■ WHAT YOU SHOULD DO ■
Reproduce the full listing exactly.

━━ MATERIAL PROVIDED ━━

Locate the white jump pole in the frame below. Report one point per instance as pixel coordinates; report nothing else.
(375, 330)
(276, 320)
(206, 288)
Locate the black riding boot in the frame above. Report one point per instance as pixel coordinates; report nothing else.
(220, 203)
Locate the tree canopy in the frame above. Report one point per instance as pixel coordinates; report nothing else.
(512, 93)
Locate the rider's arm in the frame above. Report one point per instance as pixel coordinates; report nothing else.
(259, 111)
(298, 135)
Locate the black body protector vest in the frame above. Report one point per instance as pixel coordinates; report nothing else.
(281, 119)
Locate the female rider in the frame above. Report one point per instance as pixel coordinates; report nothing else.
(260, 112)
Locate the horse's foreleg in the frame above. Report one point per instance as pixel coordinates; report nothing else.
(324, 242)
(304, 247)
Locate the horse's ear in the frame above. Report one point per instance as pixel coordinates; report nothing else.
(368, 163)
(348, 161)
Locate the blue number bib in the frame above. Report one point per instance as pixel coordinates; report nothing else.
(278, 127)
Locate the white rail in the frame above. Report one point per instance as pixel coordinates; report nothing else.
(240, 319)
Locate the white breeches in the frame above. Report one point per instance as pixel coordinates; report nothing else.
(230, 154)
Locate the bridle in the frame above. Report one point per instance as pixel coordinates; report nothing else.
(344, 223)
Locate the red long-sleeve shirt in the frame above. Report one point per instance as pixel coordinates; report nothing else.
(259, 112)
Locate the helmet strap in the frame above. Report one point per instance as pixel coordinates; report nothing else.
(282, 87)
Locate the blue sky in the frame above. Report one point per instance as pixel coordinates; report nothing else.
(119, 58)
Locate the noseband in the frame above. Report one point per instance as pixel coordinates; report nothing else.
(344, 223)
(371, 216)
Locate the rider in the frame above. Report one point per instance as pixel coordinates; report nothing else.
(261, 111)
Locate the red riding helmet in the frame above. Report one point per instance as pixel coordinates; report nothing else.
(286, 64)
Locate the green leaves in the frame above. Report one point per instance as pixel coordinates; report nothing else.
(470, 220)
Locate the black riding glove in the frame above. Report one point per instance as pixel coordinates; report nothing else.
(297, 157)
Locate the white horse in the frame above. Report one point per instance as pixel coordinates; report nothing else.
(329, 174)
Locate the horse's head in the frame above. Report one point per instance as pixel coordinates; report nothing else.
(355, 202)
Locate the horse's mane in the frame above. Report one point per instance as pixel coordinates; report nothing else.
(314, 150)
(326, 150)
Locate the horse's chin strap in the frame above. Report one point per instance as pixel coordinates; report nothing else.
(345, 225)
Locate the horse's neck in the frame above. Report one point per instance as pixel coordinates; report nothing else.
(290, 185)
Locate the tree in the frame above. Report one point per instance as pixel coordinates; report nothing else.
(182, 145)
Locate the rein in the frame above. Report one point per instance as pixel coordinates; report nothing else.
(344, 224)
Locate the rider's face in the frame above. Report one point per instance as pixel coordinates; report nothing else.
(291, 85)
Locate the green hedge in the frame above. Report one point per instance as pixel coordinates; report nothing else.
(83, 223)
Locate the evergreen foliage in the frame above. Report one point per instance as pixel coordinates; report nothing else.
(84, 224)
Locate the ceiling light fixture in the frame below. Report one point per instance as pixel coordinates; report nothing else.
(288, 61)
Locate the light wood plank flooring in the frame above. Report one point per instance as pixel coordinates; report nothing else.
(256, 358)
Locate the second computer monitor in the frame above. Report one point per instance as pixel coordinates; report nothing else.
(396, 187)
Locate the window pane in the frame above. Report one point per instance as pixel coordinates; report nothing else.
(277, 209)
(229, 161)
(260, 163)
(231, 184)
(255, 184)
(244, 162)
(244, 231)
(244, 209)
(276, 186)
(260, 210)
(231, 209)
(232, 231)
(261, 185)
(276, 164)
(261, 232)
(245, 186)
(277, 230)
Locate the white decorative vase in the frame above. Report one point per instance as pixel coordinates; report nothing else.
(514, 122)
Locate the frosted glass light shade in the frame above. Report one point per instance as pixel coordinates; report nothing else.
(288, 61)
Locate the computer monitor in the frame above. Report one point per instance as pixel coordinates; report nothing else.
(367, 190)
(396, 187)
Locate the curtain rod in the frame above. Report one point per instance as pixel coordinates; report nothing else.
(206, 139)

━━━

■ ANSWER FOR THIS EXERCISE ■
Locate the white jump pole in the frame below. Report one point per instance as pixel coordinates; report nothing else.
(375, 330)
(276, 320)
(206, 288)
Locate the black riding boot in the frame above. Report one point per instance as pixel coordinates; report nothing else.
(220, 203)
Locate the tree canopy in the frame above. Report one point per instance as pixel coordinates; report nothing else.
(512, 93)
Locate the rider's arm in the frame above. Report one point per instance as pixel coordinates; report nothing else.
(259, 111)
(298, 135)
Locate the black body protector vest in the frame above. Report one point per instance as pixel coordinates; report nothing else.
(281, 119)
Locate the female rider in the frame above. Report one point per instance as pixel coordinates; report nothing else.
(260, 112)
Locate the horse's foreleg in the frame above. Report one point per instance as pixel coordinates; report nothing else.
(324, 242)
(304, 247)
Locate the horse's ear in the frame above. Report one point per instance as pixel coordinates; report nothing else.
(368, 163)
(348, 161)
Locate the blue number bib in the frame above. Report one point per instance as pixel coordinates; report nothing else.
(278, 127)
Locate the white rail in the frame above. Report one point per instance as pixel coordinates; report nothing else.
(240, 319)
Locate the white breeches in the frame above. Report one point per instance as pixel coordinates; report nothing else.
(230, 154)
Locate the bridle in the frame above. Report one point per instance as pixel coordinates; report nothing else.
(344, 223)
Locate the red long-sleeve shirt in the frame above. Report one point per instance as pixel coordinates; report nothing else.
(259, 112)
Locate the helmet strap in the frame above. Report one point per instance as pixel coordinates; report nothing else.
(282, 87)
Locate the blue sky in the frame above. Report one point per instance as pixel coordinates; report nothing else.
(119, 58)
Locate the noseband in the frame above. Report one point per instance as pixel coordinates; report nothing else.
(344, 223)
(371, 216)
Locate the rider in the frame above. Report one point per instance as pixel coordinates; report nothing else.
(261, 111)
Locate the red riding helmet in the frame above. Report one point per instance as pixel coordinates; report nothing else.
(286, 64)
Locate the green leaves in the frame above. Report one point per instance as pixel coordinates; report nothing else.
(470, 220)
Locate the black riding glove in the frame above. Report one point per instance as pixel coordinates; report nothing else.
(297, 157)
Locate the white horse in the frame above. Report one point per instance as pixel coordinates; report nothing else.
(329, 174)
Locate the horse's head in the frame above. Report one point per instance as pixel coordinates; report nothing else.
(355, 202)
Locate the horse's mane in the frame above. Report one point per instance as pixel coordinates; report nothing else.
(314, 150)
(326, 150)
Locate the horse's chin strap in the frame above. Report one point per instance as pixel coordinates; report nothing else.
(345, 225)
Locate the horse's neck in the frame above. Report one point per instance as pixel coordinates; report nothing else.
(290, 185)
Locate the tree in the frame above. Report one point per instance as pixel coordinates; report nothing else.
(182, 145)
Locate the rein in the frame above. Report one point per instance as pixel coordinates; report nothing else.
(344, 224)
Locate the rider's face in the frame above. Report one point per instance as pixel coordinates; report nothing else.
(291, 85)
Locate the green hedge in the frame above. Report one point per instance as pixel coordinates; report nothing else.
(83, 223)
Locate the evergreen foliage in the frame above. Report one point per instance as pixel coordinates; report nothing else.
(84, 224)
Locate the ceiling light fixture in the frame below. Report one point per instance as pixel coordinates; report nothing else.
(288, 61)
Locate the light wood plank flooring in the frame above. Report one point per instance as pixel coordinates; report nothing else.
(256, 358)
Locate the second computer monitor in the frame above. Report one point per instance as pixel coordinates; report nothing else.
(396, 187)
Locate the window pane in the frame above. Report one point per instance as pixel coordinates; report nothing else.
(277, 209)
(229, 161)
(260, 163)
(231, 184)
(255, 184)
(244, 162)
(244, 231)
(244, 209)
(276, 186)
(260, 210)
(231, 209)
(232, 231)
(261, 185)
(276, 164)
(261, 232)
(245, 186)
(277, 230)
Locate the white decorative vase in the frame above. Report one point per instance as pixel coordinates; report nothing else.
(514, 122)
Locate the frosted glass light shade in the frame above. Report one point per instance as pixel coordinates; report nothing else.
(288, 61)
Locate the computer monitor in the frame above. Report one point per instance as pixel coordinates; report nothing else.
(367, 190)
(396, 187)
Locate the curtain rod in the frame above. Report one point per instance as pixel coordinates; report nothing else.
(206, 139)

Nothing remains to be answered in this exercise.